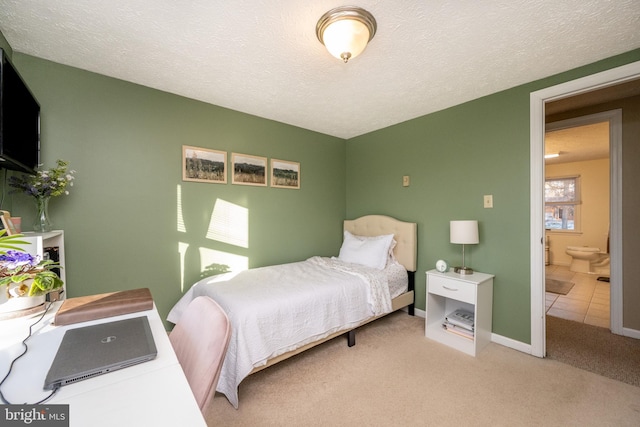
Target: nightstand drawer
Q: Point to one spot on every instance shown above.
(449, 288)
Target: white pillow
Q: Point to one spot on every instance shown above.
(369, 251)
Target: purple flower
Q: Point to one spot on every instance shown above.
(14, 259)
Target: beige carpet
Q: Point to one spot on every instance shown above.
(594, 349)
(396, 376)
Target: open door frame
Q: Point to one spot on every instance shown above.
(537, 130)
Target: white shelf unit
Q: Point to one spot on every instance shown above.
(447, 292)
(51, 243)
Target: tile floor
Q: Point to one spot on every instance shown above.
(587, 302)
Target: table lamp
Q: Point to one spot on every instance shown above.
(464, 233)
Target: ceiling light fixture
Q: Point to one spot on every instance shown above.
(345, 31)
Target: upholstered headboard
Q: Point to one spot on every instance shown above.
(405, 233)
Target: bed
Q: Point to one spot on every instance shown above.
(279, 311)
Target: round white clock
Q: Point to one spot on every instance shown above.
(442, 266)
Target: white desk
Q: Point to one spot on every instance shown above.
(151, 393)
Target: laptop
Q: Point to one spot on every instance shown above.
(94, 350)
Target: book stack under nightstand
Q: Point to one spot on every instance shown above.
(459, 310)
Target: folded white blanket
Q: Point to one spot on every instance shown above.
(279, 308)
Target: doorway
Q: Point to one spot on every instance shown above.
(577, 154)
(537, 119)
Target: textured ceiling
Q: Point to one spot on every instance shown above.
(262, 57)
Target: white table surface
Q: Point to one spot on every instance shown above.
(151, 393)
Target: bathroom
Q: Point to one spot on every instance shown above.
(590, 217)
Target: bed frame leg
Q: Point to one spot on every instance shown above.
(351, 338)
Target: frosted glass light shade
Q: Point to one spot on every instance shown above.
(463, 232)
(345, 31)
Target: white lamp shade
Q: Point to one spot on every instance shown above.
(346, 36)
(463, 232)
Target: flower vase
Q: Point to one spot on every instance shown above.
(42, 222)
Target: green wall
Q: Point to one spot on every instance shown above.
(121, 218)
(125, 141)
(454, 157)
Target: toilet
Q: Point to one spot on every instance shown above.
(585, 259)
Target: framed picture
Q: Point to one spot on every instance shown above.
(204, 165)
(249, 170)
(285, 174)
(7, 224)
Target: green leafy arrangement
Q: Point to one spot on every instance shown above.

• [Task statement]
Make a word-for-word copy of the entries, without any pictures.

• [Task solution]
Target: nightstand drawer
Q: Point to one spot on every instance shown above.
(449, 288)
Target: white pillow
Q: Point to one spot on every instance shown above.
(369, 251)
Target: purple flower
Q: Point to one spot on every instance shown above.
(14, 259)
Target: beige carpet
Q: Point to one spot on every instance shown above.
(594, 349)
(396, 376)
Target: open door frame
Q: Point to one spot on every instance shown above.
(537, 130)
Target: white shelf unit
Q: Point to one spot on every instance shown above.
(447, 292)
(51, 243)
Target: tile floor
Q: Point to one spot on every instance shown above.
(587, 302)
Target: table lamp
Q: Point to one spot on every instance shown above.
(464, 233)
Target: ceiling light fixture
Q: Point to one spot on every instance shown above.
(345, 31)
Target: upholstered headboard
Q: Point to one spot on every instance shown above.
(405, 233)
Target: bed
Q: Point to one spot on every instance shown above.
(279, 311)
Target: round white clock
Q: Point to one spot on every instance shown above.
(442, 266)
Target: white desk
Q: Point to one spot on every instance shown above.
(151, 393)
Target: laptop
Q: Point to one spot on every instance shown above.
(94, 350)
Target: book stack under nightstand
Q: Point to one spot on every instance shown above.
(459, 310)
Target: folded white blanket
Q: Point to one spot on every instance shown above.
(279, 308)
Target: doorway
Q: Point to one spot on every instance shown above.
(577, 154)
(537, 119)
Target: textured ceiling
Q: Point to one spot on every instance shown above.
(262, 57)
Target: white table surface
Q: Point to one spot on every instance shown above.
(151, 393)
Target: bathroom
Q: Point to one spot on every instance shown above.
(590, 217)
Target: bed frame leg
Q: Point to one spot on every instance shown above.
(351, 338)
Target: frosted glass light shade
Q: Point to one spot on every instance shown above.
(463, 232)
(345, 31)
Target: white lamp shade
Q: Point to one spot on every instance shown above.
(346, 36)
(463, 232)
Target: flower vase
Q: Point to one spot on every instance shown above.
(42, 222)
Target: green wall
Q: Point to one spot on every instance shown above.
(121, 218)
(125, 141)
(454, 157)
Target: toilet
Q: Point to one spot on every instance shown above.
(585, 259)
Target: framed picture
Q: Point to one spot on every instance shown above.
(204, 165)
(249, 170)
(285, 174)
(7, 224)
Target: green leafy arrangement
Q: Point to one spot on every instance shown above.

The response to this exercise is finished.